No.10 - The "Not On Our Watch" Men
Why are superstars George Clooney, Brad Pitt and Matt Damon so far down on our list? Honestly, because their crew is boring. Don’t get us wrong; they do great things when they hang out like founding the human rights group Not On Our Watch. However, they don’t seem to generate the crazy stories that other entourages do. When the rumor hit that Pitt and Angelina Jolie would marry at Clooney’s vacation home, George ordered reception tables to mess with the paparazzi. That's about as crazy as their pranks get, although sometimes they can be pretty witty. Oh, and Pitt and Damon did cameos for Confessions of a Dangerous Mind.
No.9 - The Brat Pack
One night in 1985, Emilio Estevez, Rob Lowe and Judd Nelson were drinking Coronas and flirting with groupies at the Los Angeles Hard Rock Cafe. Writer David Blum was tagging along and invented the name for the young, high-living circle. Along with the above three, the Pack included Anthony Michael Hall, Andrew McCarthy, James Spader, Robert Downey Jr., and Charlie Sheen (but only because his brother Emilio let him in). They partied hard together and made headlines in doing so. Film director Jay Roach said: “They seemed charmed in the way the Rat Pack seemed charmed.” It didn’t last.

+===+

WRITTEN INSTRUCTION A:
Copy the records word for word, starting with the first line of the records and going on through the line with "column 809, row 382".

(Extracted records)
+===+

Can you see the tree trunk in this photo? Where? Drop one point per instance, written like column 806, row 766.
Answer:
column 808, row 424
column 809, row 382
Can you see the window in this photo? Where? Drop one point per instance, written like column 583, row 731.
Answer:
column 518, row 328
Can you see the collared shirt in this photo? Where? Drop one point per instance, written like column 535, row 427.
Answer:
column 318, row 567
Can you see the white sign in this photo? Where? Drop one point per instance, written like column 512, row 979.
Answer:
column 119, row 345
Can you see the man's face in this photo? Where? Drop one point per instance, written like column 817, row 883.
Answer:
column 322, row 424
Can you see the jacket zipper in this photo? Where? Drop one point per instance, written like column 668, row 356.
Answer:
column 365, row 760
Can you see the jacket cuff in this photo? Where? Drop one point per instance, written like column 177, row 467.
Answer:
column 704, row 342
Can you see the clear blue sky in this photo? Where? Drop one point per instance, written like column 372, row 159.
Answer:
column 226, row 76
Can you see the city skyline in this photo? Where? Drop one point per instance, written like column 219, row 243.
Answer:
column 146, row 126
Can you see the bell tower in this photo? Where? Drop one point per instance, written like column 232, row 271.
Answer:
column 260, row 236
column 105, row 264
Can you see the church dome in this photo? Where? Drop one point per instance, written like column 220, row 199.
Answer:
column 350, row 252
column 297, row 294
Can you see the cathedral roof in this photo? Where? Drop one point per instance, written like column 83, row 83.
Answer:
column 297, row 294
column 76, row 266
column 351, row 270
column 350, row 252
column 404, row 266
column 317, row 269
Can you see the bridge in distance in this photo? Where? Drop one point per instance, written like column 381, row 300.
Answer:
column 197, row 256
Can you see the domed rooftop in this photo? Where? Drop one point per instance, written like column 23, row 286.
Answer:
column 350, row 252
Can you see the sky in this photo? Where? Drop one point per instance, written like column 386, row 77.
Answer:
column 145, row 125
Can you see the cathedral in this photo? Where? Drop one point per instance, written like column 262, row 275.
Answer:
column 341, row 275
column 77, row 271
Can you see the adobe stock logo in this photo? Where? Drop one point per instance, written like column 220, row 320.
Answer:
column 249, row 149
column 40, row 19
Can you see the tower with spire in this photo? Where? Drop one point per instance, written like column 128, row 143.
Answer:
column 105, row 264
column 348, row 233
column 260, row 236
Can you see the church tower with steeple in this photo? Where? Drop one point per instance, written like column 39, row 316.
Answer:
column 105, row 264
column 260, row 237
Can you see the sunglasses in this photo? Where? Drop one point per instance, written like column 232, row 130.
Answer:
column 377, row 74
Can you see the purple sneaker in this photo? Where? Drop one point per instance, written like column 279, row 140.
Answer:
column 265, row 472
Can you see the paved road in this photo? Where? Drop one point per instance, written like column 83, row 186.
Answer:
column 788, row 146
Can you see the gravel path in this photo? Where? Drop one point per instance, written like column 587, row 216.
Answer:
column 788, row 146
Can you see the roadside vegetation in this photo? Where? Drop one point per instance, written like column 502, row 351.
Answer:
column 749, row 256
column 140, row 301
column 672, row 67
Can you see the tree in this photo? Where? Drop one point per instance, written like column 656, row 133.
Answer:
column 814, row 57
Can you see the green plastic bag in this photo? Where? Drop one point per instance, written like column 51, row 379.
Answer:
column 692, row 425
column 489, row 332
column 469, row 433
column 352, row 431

+===+

WRITTEN INSTRUCTION B:
Decide whether each statement below agrees with the excerpt on celebrity circles, answering yes or no and quoting the words of the excerpt that settle it. (i) The name for the 1980s circle came from writer David Blum. (ii) Clooney ordered reception tables to mess with the paparazzi. (iii) Charlie Sheen was let into the Brat Pack by Rob Lowe.

TASK ANSWER A:
Can you see the tree trunk in this photo? Where? Drop one point per instance, written like column 806, row 766.
Answer:
column 808, row 424
column 809, row 382

TASK ANSWER B:
(i) Yes: "Writer David Blum was tagging along and invented the name for the young, high-living circle."
(ii) Yes: "George ordered reception tables to mess with the paparazzi."
(iii) No: "but only because his brother Emilio let him in"